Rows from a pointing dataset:
══════

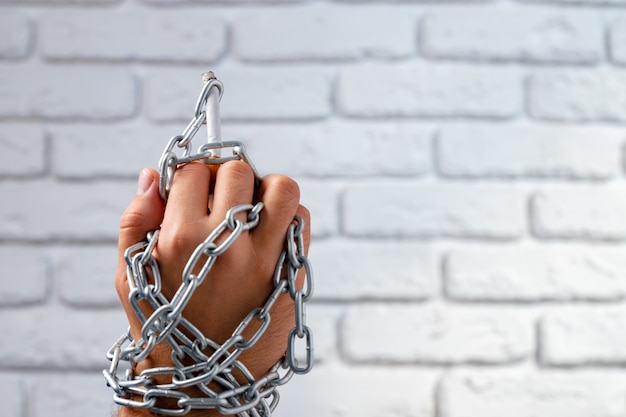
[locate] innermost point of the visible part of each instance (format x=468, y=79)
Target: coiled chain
x=202, y=366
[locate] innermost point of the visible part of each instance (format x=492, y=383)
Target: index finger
x=189, y=194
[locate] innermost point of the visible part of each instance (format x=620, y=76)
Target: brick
x=186, y=2
x=526, y=393
x=96, y=35
x=321, y=34
x=24, y=149
x=323, y=321
x=435, y=335
x=429, y=90
x=26, y=276
x=12, y=388
x=111, y=151
x=426, y=210
x=577, y=95
x=357, y=392
x=385, y=270
x=583, y=336
x=50, y=211
x=322, y=200
x=338, y=149
x=529, y=152
x=617, y=38
x=55, y=338
x=85, y=276
x=513, y=35
x=67, y=92
x=280, y=93
x=536, y=273
x=584, y=212
x=15, y=35
x=581, y=2
x=79, y=395
x=73, y=2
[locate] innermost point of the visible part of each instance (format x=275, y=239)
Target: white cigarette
x=214, y=130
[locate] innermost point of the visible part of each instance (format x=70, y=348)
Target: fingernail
x=145, y=181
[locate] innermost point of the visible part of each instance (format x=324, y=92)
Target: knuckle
x=131, y=219
x=287, y=190
x=238, y=170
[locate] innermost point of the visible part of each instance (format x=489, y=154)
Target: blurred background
x=462, y=160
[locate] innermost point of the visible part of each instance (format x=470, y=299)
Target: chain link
x=199, y=362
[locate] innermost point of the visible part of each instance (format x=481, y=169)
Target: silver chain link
x=199, y=362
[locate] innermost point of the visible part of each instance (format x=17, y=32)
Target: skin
x=241, y=278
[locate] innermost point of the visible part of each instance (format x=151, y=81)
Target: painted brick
x=356, y=392
x=338, y=149
x=15, y=35
x=583, y=212
x=118, y=150
x=617, y=39
x=429, y=90
x=48, y=2
x=23, y=150
x=59, y=338
x=322, y=200
x=324, y=321
x=25, y=270
x=353, y=269
x=513, y=35
x=526, y=393
x=85, y=276
x=320, y=33
x=514, y=273
x=79, y=395
x=584, y=335
x=70, y=211
x=529, y=152
x=577, y=95
x=427, y=210
x=407, y=334
x=580, y=2
x=279, y=93
x=96, y=35
x=217, y=2
x=12, y=388
x=66, y=92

══════

GIVEN PROBLEM => Please rewrite everything from the row containing "(format x=470, y=299)" down to the end of the rows, replacing "skin" with "bare skin" and changing nothing else.

WRITTEN ANSWER =>
[locate] innermost point of the visible part of each instance (format x=470, y=299)
Target: chain link
x=199, y=362
[locate] innermost point of the visible part of each instance (format x=481, y=169)
Target: silver chain link
x=199, y=362
[locate] innermost point of the visible part of each instance (format x=17, y=32)
Target: bare skin
x=241, y=278
[locate] innermost point of the visible part of each instance (format x=151, y=81)
Target: painted brick
x=356, y=392
x=338, y=149
x=15, y=35
x=583, y=212
x=118, y=150
x=617, y=39
x=429, y=90
x=48, y=2
x=23, y=150
x=59, y=338
x=322, y=200
x=324, y=321
x=25, y=270
x=353, y=269
x=513, y=35
x=526, y=393
x=85, y=276
x=320, y=33
x=514, y=273
x=79, y=395
x=584, y=335
x=70, y=211
x=529, y=152
x=577, y=95
x=427, y=210
x=407, y=334
x=580, y=2
x=279, y=93
x=96, y=35
x=217, y=2
x=12, y=388
x=66, y=92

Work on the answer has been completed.